TEXT PROVIDED START
Yes it is he was George Holland.
Now
tell me a bit about him?
He was also a bit of a character he was a short and stocky
man remarkably strong I believe. He was passionate about his horses and
his dogs, he used to go hunting and he had blood hounds and he used to
have Fox Terrier dogs he bred them and he absolutely loved his horses.
I can remember stories back in the thirties of course in the Depression
when people were really struggling to survive, grandfather’s horses, my
uncle used to say “we might have been hungry but the horses had the best
feed in the district that could be bought”. He used to show them very
successfully at all the local shows and also at the Royal Easter Show,
he won Reserve Champion for seven years running and they gave him the
trophy in perpetuity which I still have, it’s one of my treasured possessions.
He was also very musical and it wasn’t unusual for the community to have
get togethers in those days and he played the box concertina, self taught
musician and our old fruit packing shed would often be stripped out, cleaned
candle wax on the floor and sawdust so they could dance and Mrs Grey’s
piano would be brought up on the back of a wagon to our old shed and my
grandfather with his concertina and Mrs Grey with her piano would provide
the music for I suppose the Americans would say a hoedown. But the shed
would be transformed and of course all the ladies would come up and bring
a plate of something so that was still happening when I was still a child
a small child, but of course this grandfather died in 1949, things slowly
wound down after that and of course the Second World War had an effect
on our family too.
What
was the effect of the war?
TEXT PROVIDED END
*YOUR GOAL*:
Answer these from the interview transcript above about George Holland:
(a) What instrument did he play?
(b) For how many years running did he win Reserve Champion?
(c) In what year did he die?
DATA TO EXAMINE START
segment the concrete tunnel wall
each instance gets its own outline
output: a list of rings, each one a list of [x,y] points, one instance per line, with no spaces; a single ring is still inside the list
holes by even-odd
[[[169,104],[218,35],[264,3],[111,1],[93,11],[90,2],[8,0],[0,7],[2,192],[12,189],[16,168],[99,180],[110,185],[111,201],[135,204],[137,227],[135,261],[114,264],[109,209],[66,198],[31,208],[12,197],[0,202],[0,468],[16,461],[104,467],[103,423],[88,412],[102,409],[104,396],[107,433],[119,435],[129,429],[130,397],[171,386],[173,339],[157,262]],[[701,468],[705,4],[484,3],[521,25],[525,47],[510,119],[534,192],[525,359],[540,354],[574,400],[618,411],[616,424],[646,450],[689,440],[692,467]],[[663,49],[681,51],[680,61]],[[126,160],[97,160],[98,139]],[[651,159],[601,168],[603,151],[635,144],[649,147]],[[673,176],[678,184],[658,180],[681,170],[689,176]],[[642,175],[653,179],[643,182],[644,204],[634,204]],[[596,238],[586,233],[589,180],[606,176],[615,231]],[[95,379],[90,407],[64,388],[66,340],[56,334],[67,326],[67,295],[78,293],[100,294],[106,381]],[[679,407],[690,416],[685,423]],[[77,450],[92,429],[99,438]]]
DATA TO EXAMINE END
*ANSWER TO THE PROBLEM*:
(a) The box concertina
(b) Seven
(c) 1949